─── Task input ───

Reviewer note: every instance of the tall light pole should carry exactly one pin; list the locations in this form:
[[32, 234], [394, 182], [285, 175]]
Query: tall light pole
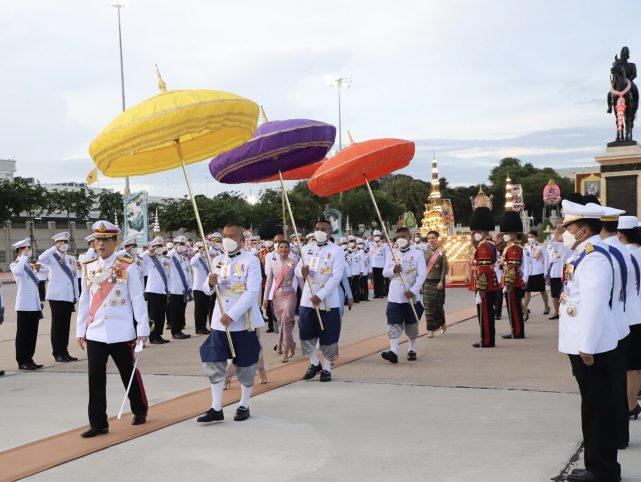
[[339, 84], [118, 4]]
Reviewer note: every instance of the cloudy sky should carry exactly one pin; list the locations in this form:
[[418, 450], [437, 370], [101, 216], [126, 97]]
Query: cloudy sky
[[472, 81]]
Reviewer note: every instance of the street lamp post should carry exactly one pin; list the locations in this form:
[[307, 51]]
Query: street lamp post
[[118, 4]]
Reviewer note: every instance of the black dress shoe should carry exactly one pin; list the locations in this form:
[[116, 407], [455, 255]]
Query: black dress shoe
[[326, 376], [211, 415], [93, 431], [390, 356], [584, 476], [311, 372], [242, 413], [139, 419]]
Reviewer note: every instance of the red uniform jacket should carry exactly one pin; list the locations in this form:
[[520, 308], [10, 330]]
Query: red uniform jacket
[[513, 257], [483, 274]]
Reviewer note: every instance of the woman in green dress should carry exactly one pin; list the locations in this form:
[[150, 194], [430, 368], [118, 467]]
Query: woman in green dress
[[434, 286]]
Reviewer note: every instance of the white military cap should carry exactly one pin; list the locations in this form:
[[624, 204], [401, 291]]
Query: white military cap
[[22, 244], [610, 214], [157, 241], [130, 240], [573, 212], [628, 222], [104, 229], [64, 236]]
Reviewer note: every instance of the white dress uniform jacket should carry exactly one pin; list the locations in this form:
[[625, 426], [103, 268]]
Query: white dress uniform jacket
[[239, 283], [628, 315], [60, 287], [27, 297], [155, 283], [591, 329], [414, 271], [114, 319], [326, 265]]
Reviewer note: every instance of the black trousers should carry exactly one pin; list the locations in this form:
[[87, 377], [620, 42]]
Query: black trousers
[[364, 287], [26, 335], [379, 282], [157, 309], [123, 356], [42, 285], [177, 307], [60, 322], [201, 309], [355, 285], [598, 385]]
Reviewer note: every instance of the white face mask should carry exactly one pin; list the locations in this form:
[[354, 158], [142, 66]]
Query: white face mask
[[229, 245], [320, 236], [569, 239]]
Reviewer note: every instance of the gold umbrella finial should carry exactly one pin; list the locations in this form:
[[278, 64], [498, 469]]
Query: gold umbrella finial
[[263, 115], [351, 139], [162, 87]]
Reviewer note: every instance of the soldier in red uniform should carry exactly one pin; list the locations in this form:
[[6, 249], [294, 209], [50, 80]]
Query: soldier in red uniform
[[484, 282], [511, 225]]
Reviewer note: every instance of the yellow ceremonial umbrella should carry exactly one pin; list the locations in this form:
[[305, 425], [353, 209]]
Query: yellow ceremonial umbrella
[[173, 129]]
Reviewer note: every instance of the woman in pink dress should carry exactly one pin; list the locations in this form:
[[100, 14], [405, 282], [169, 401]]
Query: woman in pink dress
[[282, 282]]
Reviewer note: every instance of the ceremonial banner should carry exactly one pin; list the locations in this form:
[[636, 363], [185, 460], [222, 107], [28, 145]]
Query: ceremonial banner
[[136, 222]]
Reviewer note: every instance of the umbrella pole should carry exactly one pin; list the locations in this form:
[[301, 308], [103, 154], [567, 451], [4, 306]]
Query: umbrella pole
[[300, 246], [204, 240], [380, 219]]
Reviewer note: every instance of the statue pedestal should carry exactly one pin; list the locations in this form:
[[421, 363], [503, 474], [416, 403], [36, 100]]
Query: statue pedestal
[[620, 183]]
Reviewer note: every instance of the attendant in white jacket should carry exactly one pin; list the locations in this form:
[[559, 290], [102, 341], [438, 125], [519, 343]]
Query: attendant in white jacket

───

--- What you need to do ---
Write out all of the material above again with "Reviewer note" swapped for "Annotator note" everywhere it occurs and everything else left unchanged. Leave out the pictures.

--- Written response ---
Annotator note: every instance of the tall light pole should carry exactly one pin; list the locations in this form:
[[32, 234], [394, 182], [285, 175]]
Query: tall light pole
[[339, 84], [118, 4]]
Annotator note: every instance of the cloudy sky should carry exactly one pin; list the locations in this form:
[[418, 450], [437, 370], [101, 216], [126, 97]]
Query: cloudy sky
[[472, 81]]
Annotator note: every instance of the street lamp post should carry exactly one pin; list the locations in this form:
[[307, 51]]
Query: street lamp post
[[118, 4]]
Annotator note: every instance of the black dress shoe should carry exactly one pin; list the locations in this form:
[[116, 407], [455, 255]]
Query: black dress shoe
[[326, 376], [211, 415], [93, 431], [390, 356], [584, 476], [311, 372], [242, 413], [139, 419]]
Annotator note: every instance of the red uniform jacket should carry exactly one pin; list the locations in this form:
[[520, 308], [10, 330]]
Query: red uniform jacket
[[513, 257], [483, 274]]
Annotator note: every instance of the woman in green dress should carry exactly one pin; list the locations in this form:
[[150, 194], [430, 368], [118, 467]]
Query: woman in green dress
[[434, 286]]
Annotator note: every instance of the white military cap should carry exactly one pin; list the locations in this form:
[[624, 204], [401, 291]]
Query: white military cap
[[22, 244], [610, 214], [157, 241], [130, 240], [573, 212], [628, 222], [104, 229], [64, 236]]
Annotator note: every instance of the white dress uniform jacket should carry exactly one pin; list the locations in this form:
[[625, 426], [103, 268]]
Query: white dress uniform jacket
[[239, 283], [628, 315], [60, 287], [27, 297], [155, 283], [591, 329], [414, 271], [114, 319], [326, 265]]
Annotator note: every instance of the black trousers should carry exactly one pin; list the locations in this form:
[[87, 377], [620, 42]]
Query: black trousers
[[364, 287], [26, 335], [379, 282], [157, 309], [123, 356], [42, 285], [177, 307], [60, 322], [201, 309], [355, 285], [598, 385]]
Annotator note: every instance of the white face mask should carry exactly one pin; list the locations in this form:
[[354, 158], [142, 66]]
Query: white face mask
[[229, 245], [320, 236], [569, 239]]
Annotator note: every instance of the gold umbrella finial should carry exactly one pin; list the locations in this form:
[[278, 64], [498, 469]]
Query: gold umbrella finial
[[263, 115], [351, 139], [162, 87]]
Annotator note: every instance of the soldier in red uniform should carry exactly one pin; list the locations in this form:
[[6, 249], [294, 209], [50, 80]]
Query: soldier in red uniform
[[484, 282], [511, 225]]
Annotator note: every instance of the yellow ceremonial umbrella should carry exactly one pin; list the locations in this form:
[[305, 425], [353, 209]]
Query: yellow ceremonial umbrella
[[173, 129]]
Annotator note: every instance of the woman in pink dress should carry exactly one pin; list the locations in this form:
[[100, 14], [405, 282], [169, 401]]
Query: woman in pink dress
[[282, 282]]
Annotator note: every instance of the ceremonial banner should carry exactly one pin; list the locations in this form:
[[636, 363], [185, 460], [222, 107], [28, 145]]
Query: ceremonial banner
[[136, 222]]
Annotator note: every instance of the umbrella pole should carry exactly one pin; list the locations in this form:
[[301, 308], [103, 154], [567, 451], [4, 306]]
Query: umbrella pole
[[300, 246], [204, 240], [380, 219]]
Annotator note: every instance of the statue pedestal should carry exactly one pin; list the locations in this form:
[[421, 363], [503, 474], [416, 403], [36, 100]]
Query: statue pedestal
[[620, 183]]
Annotator note: every instance of the attendant in white jacket should carry exactly one pin; list the locations in this form:
[[559, 290], [102, 341], [438, 125], [519, 343]]
Query: attendant in white jacket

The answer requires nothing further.